[start of Data to use]
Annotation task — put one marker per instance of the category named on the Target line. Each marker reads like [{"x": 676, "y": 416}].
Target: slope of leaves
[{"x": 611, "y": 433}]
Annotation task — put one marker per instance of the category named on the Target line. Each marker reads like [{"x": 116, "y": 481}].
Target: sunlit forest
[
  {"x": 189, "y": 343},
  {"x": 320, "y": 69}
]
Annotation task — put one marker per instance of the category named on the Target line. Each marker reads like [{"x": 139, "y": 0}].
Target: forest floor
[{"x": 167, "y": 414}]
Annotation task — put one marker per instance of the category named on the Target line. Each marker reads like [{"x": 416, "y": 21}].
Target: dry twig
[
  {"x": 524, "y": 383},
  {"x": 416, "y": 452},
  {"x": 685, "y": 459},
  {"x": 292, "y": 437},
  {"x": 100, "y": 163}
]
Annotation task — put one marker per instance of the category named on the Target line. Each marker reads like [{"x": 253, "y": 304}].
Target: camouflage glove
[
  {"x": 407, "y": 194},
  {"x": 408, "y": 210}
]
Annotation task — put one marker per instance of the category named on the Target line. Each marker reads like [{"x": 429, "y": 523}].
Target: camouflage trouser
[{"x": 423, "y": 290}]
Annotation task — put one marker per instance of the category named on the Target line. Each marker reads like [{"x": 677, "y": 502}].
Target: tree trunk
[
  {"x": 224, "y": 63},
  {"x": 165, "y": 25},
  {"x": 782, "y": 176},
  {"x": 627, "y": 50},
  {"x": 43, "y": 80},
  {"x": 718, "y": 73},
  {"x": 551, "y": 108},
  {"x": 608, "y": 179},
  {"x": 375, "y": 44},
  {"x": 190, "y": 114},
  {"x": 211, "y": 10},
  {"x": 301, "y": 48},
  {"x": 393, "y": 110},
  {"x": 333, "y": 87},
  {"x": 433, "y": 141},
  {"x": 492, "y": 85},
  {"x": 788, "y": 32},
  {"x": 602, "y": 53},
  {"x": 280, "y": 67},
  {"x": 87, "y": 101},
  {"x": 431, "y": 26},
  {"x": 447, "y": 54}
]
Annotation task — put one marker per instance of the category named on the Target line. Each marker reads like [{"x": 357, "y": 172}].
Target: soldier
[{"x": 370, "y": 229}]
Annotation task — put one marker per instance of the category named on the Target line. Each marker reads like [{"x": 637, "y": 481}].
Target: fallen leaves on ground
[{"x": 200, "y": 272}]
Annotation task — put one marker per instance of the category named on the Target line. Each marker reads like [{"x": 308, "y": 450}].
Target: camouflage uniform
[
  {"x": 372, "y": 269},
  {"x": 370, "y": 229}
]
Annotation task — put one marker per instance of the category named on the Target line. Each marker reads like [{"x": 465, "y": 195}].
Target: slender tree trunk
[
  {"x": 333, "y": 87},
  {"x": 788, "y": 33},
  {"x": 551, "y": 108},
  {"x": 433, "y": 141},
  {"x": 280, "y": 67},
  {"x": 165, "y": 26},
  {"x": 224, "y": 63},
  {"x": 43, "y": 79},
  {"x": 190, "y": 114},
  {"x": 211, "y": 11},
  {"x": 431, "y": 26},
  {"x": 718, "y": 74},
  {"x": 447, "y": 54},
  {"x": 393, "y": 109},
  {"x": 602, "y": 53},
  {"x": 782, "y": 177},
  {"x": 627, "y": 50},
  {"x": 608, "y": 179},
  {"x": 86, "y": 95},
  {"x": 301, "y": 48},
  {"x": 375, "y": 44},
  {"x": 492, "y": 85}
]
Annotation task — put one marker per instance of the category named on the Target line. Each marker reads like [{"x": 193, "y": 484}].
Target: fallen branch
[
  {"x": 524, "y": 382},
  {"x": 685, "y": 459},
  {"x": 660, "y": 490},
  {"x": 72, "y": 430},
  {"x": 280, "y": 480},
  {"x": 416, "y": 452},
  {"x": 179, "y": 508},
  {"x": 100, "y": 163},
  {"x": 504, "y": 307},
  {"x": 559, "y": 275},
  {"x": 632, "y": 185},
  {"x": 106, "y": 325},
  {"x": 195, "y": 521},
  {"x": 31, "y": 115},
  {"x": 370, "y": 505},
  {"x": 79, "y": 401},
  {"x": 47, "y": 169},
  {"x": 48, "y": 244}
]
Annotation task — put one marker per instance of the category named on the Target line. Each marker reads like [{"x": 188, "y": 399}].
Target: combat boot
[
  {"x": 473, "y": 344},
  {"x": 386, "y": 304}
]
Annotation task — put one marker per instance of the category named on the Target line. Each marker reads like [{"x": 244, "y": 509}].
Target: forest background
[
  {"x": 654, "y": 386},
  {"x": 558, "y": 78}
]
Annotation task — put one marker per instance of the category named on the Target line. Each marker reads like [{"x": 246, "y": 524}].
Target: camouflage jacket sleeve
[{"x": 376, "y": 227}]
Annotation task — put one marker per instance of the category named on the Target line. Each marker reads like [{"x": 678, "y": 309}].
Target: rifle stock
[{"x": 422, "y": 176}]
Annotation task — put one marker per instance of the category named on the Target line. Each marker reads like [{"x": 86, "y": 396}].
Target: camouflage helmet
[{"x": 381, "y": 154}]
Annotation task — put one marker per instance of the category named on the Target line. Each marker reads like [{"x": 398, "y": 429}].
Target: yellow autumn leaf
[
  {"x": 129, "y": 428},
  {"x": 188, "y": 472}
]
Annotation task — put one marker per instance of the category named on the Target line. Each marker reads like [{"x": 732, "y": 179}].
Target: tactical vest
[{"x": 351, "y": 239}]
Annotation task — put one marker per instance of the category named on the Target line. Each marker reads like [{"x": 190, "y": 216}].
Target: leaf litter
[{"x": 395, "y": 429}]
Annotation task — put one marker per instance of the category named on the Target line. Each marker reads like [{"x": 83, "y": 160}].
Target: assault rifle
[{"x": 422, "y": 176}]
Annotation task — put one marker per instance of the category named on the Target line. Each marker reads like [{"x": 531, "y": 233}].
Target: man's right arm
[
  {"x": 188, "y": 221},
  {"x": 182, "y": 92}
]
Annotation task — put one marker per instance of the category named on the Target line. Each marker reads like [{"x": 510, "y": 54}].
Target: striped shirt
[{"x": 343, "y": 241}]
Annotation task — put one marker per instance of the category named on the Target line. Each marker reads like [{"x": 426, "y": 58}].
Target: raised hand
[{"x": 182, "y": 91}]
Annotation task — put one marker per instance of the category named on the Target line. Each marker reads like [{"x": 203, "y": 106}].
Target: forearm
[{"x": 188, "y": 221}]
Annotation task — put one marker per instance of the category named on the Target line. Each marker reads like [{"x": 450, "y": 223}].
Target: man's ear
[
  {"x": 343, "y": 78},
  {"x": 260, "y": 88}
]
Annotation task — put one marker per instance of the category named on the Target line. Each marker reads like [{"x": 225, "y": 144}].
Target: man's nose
[end of Data to use]
Each line in the material above must be retyped without alteration.

Annotation task — put one marker per instance of the category named on the Target line. Each marker reads like [{"x": 676, "y": 416}].
Target: slope of leaves
[{"x": 611, "y": 433}]
Annotation task — put one marker per instance of the category named on the Target line. Each marker reads like [{"x": 116, "y": 481}].
Target: sunlit forest
[
  {"x": 189, "y": 343},
  {"x": 320, "y": 69}
]
Annotation task — put one marker per instance of the category named on the Target line. Each marker reads like [{"x": 139, "y": 0}].
Target: forest floor
[{"x": 167, "y": 414}]
Annotation task — put one marker per instance of the category named on the Target line. Each marker reads like [{"x": 416, "y": 21}].
Target: dry twig
[
  {"x": 524, "y": 383},
  {"x": 416, "y": 452},
  {"x": 685, "y": 459},
  {"x": 292, "y": 437},
  {"x": 100, "y": 163}
]
Annotation task — put one marker per instance of the category named on the Target line. Each marker reads like [{"x": 253, "y": 304}].
Target: camouflage glove
[
  {"x": 407, "y": 194},
  {"x": 408, "y": 210}
]
Annotation task — put one marker per instance of the category named on the Target line. Each marker reads like [{"x": 429, "y": 523}].
Target: camouflage trouser
[{"x": 423, "y": 290}]
Annotation task — put one marker per instance of the category named on the Target line. Each marker reads like [{"x": 677, "y": 502}].
Target: tree trunk
[
  {"x": 224, "y": 63},
  {"x": 165, "y": 25},
  {"x": 782, "y": 176},
  {"x": 627, "y": 50},
  {"x": 43, "y": 80},
  {"x": 718, "y": 73},
  {"x": 551, "y": 108},
  {"x": 608, "y": 179},
  {"x": 375, "y": 44},
  {"x": 190, "y": 114},
  {"x": 211, "y": 10},
  {"x": 301, "y": 48},
  {"x": 393, "y": 110},
  {"x": 333, "y": 87},
  {"x": 433, "y": 141},
  {"x": 492, "y": 85},
  {"x": 788, "y": 32},
  {"x": 602, "y": 53},
  {"x": 280, "y": 67},
  {"x": 87, "y": 101},
  {"x": 431, "y": 26},
  {"x": 447, "y": 54}
]
Annotation task — put one marker per instance of the category named on the Target line. Each marker reads like [{"x": 357, "y": 172}].
Target: soldier
[{"x": 370, "y": 229}]
Annotation task — put one marker per instance of the category named on the Target line. Each marker reads like [{"x": 637, "y": 481}].
Target: fallen leaves on ground
[{"x": 200, "y": 272}]
Annotation task — put one marker per instance of the category named on the Target line. Each marker reads like [{"x": 308, "y": 450}].
Target: camouflage uniform
[
  {"x": 372, "y": 269},
  {"x": 370, "y": 229}
]
Annotation task — put one marker per instance of the category named on the Target line. Each marker reads like [{"x": 465, "y": 195}].
Target: slender tree trunk
[
  {"x": 333, "y": 87},
  {"x": 788, "y": 33},
  {"x": 551, "y": 108},
  {"x": 433, "y": 141},
  {"x": 280, "y": 67},
  {"x": 165, "y": 26},
  {"x": 224, "y": 63},
  {"x": 43, "y": 79},
  {"x": 190, "y": 114},
  {"x": 211, "y": 11},
  {"x": 431, "y": 26},
  {"x": 718, "y": 74},
  {"x": 447, "y": 54},
  {"x": 393, "y": 109},
  {"x": 602, "y": 53},
  {"x": 782, "y": 177},
  {"x": 627, "y": 50},
  {"x": 608, "y": 179},
  {"x": 86, "y": 95},
  {"x": 301, "y": 48},
  {"x": 375, "y": 44},
  {"x": 492, "y": 85}
]
Annotation task — put one marker per instance of the category named on the Target line. Each marker reads like [{"x": 193, "y": 484}].
Target: fallen branch
[
  {"x": 524, "y": 382},
  {"x": 685, "y": 459},
  {"x": 660, "y": 490},
  {"x": 72, "y": 430},
  {"x": 280, "y": 480},
  {"x": 416, "y": 452},
  {"x": 179, "y": 508},
  {"x": 100, "y": 163},
  {"x": 504, "y": 307},
  {"x": 559, "y": 275},
  {"x": 632, "y": 185},
  {"x": 106, "y": 325},
  {"x": 195, "y": 521},
  {"x": 31, "y": 115},
  {"x": 370, "y": 505},
  {"x": 79, "y": 401},
  {"x": 47, "y": 169},
  {"x": 48, "y": 244}
]
Annotation task — put one marker per instance of the category named on the Target line. Each marker reads like [{"x": 188, "y": 399}].
Target: combat boot
[
  {"x": 473, "y": 344},
  {"x": 386, "y": 304}
]
Annotation task — put one marker per instance of the category named on the Target line. Each marker reads like [{"x": 244, "y": 509}].
Target: forest background
[
  {"x": 654, "y": 386},
  {"x": 558, "y": 78}
]
Annotation task — put one marker per instance of the category named on the Target line. Each marker reads like [{"x": 246, "y": 524}].
Target: camouflage jacket sleeve
[{"x": 376, "y": 227}]
Annotation task — put one marker per instance of the category named on the Target line. Each marker reads like [{"x": 678, "y": 309}].
Target: rifle stock
[{"x": 422, "y": 176}]
Annotation task — put one marker per instance of the category named on the Target line. Each marker reads like [{"x": 86, "y": 396}].
Target: camouflage helmet
[{"x": 381, "y": 154}]
Annotation task — put one marker per instance of the category named on the Target line. Each marker reads like [{"x": 398, "y": 429}].
Target: yellow autumn leaf
[
  {"x": 129, "y": 428},
  {"x": 188, "y": 472}
]
Annotation task — put one marker per instance of the category named on the Target line. Each marker reads like [{"x": 732, "y": 179}].
Target: tactical vest
[{"x": 351, "y": 239}]
Annotation task — put one marker per instance of the category named on the Target line. Each marker reads like [{"x": 190, "y": 216}].
Target: leaf litter
[{"x": 395, "y": 429}]
Annotation task — put one marker per instance of the category named on the Target line. Each marker reads like [{"x": 83, "y": 160}].
Target: assault rifle
[{"x": 422, "y": 176}]
Annotation task — put one marker per instance of the category named on the Target line. Each marker reads like [{"x": 531, "y": 233}].
Target: man's right arm
[
  {"x": 188, "y": 221},
  {"x": 182, "y": 92}
]
Annotation task — put one marker per instance of the category named on the Target line. Each marker reads like [{"x": 510, "y": 54}].
Target: striped shirt
[{"x": 343, "y": 241}]
Annotation task — put one marker per instance of the category named on the Target line. Each marker reads like [{"x": 426, "y": 58}].
Target: raised hand
[{"x": 182, "y": 91}]
Annotation task — put one marker per instance of the category named on the Target line. Each marker reads like [{"x": 203, "y": 106}].
Target: forearm
[{"x": 188, "y": 221}]
Annotation task — put one marker per instance of the category named on the Target line. Each marker reads like [{"x": 450, "y": 223}].
Target: man's ear
[
  {"x": 343, "y": 78},
  {"x": 260, "y": 88}
]
Annotation task — put one marker per instance of the category named on the Target line. Each marker reads like [{"x": 225, "y": 144}].
Target: man's nose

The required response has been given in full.